(Beginning of DATA SHOWN)
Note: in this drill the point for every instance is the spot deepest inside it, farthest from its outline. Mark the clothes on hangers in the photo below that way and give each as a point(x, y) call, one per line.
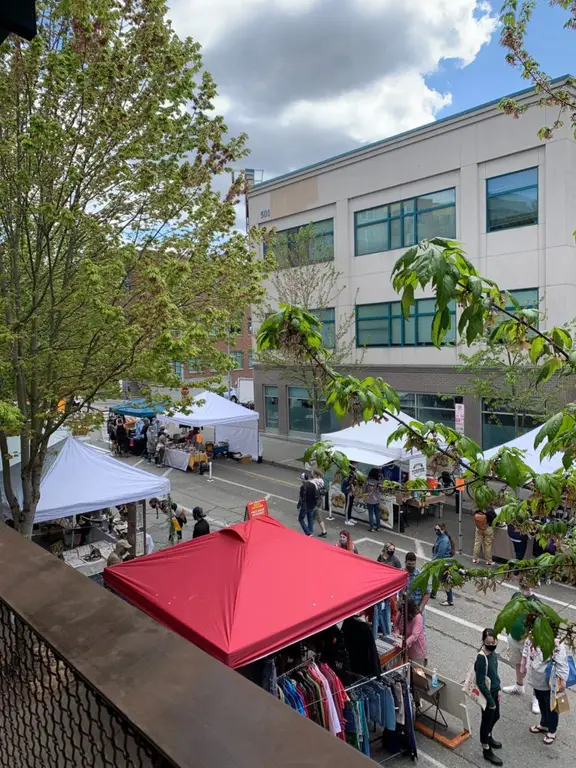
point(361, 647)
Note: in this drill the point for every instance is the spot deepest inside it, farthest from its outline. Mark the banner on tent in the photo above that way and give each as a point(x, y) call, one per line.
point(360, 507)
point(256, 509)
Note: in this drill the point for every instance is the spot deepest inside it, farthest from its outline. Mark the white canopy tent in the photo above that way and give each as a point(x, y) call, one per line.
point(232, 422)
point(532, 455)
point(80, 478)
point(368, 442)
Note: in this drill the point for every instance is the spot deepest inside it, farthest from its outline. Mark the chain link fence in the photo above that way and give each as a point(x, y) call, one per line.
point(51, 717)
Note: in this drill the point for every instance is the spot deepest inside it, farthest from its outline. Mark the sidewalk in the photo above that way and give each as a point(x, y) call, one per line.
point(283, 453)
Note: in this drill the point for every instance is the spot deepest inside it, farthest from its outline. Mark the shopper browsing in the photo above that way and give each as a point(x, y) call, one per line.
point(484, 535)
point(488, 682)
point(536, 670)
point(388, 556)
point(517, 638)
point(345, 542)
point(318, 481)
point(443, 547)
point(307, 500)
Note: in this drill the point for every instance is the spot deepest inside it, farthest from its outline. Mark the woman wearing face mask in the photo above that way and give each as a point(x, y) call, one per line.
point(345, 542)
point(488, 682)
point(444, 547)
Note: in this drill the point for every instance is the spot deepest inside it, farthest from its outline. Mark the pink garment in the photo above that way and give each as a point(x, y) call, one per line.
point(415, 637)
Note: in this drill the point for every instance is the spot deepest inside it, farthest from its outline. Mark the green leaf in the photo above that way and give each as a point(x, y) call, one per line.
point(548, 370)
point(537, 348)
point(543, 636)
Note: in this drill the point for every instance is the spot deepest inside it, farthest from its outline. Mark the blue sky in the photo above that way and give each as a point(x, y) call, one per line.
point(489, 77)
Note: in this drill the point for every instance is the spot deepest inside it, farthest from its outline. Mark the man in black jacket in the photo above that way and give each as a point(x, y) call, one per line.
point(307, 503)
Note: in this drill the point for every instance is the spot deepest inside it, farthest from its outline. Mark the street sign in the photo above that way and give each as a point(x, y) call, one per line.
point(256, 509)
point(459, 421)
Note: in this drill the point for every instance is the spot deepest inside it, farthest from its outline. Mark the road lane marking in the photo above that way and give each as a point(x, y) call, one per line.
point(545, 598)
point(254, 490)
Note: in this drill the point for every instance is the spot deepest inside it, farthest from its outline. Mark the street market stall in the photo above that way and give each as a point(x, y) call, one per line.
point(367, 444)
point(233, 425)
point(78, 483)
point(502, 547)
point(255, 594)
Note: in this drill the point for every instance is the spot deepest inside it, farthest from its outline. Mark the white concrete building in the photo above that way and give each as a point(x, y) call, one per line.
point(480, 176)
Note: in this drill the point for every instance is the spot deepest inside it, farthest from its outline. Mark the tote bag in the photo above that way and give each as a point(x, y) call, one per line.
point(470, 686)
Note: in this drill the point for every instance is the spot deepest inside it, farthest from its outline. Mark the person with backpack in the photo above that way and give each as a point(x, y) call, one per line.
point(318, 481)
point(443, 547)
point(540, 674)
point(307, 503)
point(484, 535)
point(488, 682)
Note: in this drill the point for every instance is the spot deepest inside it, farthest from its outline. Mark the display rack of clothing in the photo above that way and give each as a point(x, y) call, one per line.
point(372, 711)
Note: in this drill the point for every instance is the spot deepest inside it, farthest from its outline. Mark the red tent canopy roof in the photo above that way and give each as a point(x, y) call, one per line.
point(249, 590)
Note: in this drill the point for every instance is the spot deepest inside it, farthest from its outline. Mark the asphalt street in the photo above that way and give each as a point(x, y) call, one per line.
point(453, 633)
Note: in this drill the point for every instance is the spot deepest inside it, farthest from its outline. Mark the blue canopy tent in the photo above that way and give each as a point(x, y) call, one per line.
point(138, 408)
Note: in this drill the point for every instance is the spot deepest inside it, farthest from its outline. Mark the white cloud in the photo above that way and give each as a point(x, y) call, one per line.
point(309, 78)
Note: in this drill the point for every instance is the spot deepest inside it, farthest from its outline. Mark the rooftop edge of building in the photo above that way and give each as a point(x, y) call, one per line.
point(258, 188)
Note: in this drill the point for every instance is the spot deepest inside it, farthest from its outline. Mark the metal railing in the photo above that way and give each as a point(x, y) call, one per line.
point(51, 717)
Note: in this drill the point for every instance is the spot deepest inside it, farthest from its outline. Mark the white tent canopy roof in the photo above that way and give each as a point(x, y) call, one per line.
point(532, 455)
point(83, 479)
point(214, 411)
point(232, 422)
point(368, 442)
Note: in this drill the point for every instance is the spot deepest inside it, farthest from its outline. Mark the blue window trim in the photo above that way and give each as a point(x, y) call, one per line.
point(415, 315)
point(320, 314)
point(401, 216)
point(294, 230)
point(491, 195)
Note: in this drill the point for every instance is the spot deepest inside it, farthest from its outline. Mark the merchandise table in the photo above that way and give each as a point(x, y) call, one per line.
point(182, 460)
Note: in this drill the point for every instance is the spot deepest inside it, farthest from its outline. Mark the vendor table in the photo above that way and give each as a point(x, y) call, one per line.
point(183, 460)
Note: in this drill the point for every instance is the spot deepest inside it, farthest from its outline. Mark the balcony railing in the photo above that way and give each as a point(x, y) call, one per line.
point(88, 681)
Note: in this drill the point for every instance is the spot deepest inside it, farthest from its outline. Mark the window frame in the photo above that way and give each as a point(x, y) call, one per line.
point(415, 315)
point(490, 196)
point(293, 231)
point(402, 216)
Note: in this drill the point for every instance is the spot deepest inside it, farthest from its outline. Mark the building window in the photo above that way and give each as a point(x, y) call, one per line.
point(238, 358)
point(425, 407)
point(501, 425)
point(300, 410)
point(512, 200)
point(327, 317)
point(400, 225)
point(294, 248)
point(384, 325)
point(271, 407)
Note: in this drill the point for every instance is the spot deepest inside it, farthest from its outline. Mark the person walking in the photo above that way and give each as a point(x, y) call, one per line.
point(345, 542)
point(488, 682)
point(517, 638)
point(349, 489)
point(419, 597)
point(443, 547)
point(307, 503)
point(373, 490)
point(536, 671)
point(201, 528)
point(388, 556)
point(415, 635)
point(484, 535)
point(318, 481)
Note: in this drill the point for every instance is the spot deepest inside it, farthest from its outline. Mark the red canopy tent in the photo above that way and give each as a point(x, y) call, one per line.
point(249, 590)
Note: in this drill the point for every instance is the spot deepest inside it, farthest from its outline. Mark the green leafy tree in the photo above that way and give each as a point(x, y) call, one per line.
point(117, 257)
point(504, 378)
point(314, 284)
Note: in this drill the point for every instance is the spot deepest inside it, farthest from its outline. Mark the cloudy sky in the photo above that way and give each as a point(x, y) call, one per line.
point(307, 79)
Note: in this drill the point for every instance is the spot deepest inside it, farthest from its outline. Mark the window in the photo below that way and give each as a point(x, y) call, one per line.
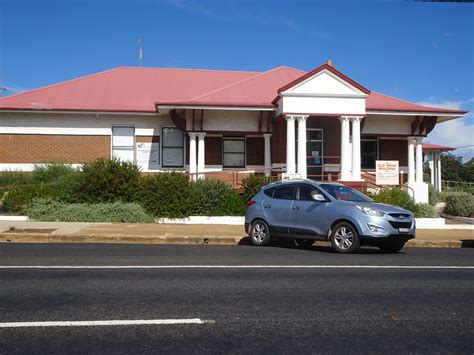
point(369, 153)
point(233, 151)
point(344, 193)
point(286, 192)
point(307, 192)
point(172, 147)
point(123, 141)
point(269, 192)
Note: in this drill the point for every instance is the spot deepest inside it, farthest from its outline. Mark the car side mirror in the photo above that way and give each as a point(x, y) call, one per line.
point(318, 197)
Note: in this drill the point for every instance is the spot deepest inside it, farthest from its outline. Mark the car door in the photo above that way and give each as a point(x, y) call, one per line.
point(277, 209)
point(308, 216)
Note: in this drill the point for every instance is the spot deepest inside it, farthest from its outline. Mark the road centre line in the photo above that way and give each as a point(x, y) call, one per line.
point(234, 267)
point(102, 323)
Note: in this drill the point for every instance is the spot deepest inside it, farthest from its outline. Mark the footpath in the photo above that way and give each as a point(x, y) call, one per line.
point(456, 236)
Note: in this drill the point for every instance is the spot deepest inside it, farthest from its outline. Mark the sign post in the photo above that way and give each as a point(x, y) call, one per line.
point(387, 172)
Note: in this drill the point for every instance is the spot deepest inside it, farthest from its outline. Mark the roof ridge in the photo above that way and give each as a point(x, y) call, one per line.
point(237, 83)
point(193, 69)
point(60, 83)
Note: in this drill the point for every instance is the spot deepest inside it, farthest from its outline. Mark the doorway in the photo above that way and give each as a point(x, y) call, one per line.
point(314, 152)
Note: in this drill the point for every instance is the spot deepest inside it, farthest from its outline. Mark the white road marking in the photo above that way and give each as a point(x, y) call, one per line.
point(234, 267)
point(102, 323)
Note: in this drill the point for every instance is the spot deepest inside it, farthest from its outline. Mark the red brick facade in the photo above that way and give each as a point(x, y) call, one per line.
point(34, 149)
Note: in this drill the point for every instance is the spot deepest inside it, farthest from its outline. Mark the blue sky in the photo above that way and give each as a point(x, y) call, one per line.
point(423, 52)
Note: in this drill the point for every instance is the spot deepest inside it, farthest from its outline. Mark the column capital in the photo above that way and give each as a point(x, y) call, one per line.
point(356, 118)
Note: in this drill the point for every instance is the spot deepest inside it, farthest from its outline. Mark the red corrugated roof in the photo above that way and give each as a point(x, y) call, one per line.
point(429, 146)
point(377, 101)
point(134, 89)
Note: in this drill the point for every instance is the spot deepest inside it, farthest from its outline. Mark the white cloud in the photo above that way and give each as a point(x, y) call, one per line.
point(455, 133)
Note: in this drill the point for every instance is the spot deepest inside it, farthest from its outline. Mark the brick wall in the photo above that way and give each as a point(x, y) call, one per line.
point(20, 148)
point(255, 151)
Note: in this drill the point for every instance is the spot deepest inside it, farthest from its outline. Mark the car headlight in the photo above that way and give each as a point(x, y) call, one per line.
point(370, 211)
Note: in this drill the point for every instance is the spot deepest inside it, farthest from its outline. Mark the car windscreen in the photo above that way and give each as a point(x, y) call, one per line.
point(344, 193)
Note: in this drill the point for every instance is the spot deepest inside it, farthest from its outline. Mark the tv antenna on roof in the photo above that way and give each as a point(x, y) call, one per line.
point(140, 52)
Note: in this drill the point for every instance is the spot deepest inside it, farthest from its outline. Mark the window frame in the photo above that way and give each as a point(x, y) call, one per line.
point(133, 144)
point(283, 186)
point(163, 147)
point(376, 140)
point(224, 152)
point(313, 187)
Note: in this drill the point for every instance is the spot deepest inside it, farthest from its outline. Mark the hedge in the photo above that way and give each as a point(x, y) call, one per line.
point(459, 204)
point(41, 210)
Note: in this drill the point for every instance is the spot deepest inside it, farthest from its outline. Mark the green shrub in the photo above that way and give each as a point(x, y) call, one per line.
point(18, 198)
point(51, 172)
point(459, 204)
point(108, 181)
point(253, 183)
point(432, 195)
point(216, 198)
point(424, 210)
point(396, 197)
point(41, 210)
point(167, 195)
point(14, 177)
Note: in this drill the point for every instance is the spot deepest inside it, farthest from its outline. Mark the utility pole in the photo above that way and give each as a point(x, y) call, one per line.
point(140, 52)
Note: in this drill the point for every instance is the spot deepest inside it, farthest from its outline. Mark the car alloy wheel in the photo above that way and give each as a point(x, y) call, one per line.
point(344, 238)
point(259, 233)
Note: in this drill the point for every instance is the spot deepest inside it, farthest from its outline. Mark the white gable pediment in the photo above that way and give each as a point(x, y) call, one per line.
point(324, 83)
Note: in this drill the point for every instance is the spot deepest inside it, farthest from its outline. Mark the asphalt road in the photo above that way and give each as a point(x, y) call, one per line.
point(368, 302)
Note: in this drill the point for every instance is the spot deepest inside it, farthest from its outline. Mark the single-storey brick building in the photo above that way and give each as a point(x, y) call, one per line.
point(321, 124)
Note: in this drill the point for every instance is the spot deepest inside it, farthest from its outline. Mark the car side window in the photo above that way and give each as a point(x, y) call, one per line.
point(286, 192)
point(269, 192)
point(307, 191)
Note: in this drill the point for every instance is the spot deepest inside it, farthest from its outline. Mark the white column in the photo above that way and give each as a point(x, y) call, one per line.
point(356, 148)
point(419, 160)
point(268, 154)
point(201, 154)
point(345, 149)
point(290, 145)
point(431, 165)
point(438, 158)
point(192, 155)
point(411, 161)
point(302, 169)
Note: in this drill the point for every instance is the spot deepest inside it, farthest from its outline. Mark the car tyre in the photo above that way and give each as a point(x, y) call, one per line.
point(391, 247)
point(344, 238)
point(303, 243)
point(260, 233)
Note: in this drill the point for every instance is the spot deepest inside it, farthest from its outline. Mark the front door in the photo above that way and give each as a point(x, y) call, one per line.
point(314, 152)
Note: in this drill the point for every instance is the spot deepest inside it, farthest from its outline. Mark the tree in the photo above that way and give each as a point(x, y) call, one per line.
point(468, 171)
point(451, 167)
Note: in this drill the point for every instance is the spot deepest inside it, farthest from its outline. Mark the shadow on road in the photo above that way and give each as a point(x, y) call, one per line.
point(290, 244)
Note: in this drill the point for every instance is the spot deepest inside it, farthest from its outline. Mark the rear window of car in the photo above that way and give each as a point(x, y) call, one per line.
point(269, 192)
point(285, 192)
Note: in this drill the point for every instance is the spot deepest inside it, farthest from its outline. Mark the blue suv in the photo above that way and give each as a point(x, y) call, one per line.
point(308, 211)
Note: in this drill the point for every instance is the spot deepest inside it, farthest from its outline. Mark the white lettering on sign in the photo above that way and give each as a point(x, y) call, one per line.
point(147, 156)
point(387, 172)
(End of DATA SHOWN)
TASK TO COMPLETE: The output should consist only of the lines from the one with "the car tyre" through the final line of the records above, exactly.

ANSWER SPACE:
Note: in this drill the point for every instance is the spot deepest inside it, farthest from its outline. Mark the car tyre in the photo above that way and give each as a point(x, y) call, one per line.
point(391, 247)
point(344, 238)
point(303, 243)
point(260, 233)
Note: in this drill the point for every instance is the spot deepest inside it, farthest from its outline. Mark the front door in the photo above that way and give each as a point(x, y) call, one per line.
point(314, 152)
Note: in this drill the point for every instance is the spot deepest inside it, farthest from its outline. Mark the tree in the photo above that way and give each as a point(x, y) call, one per line.
point(468, 171)
point(451, 167)
Note: in this drill the point for every instance is the spot deepest inside it, farthest from its outline. Mark the shadow on road in the photo above that way and give each as a point(x, y) call, one per line.
point(290, 244)
Note: in this drill the point for every instance is the spot deepest inside it, farthest from its outline. Mark the rear window of car in the photo above that way and give each as a point(x, y) call, one per line.
point(269, 192)
point(285, 192)
Note: in this drill the point for every instance is the spot deepest inside it, farthest from its outline. Mark the blue suv in the photo above that way and give each as a point(x, y) call, one per line.
point(308, 211)
Note: in this drill the point for every instance is the spot deepest inside it, farthest from its outline. Mark the white lettering on sign in the photo above that way and give each as a point(x, y) call, one per line.
point(147, 156)
point(387, 172)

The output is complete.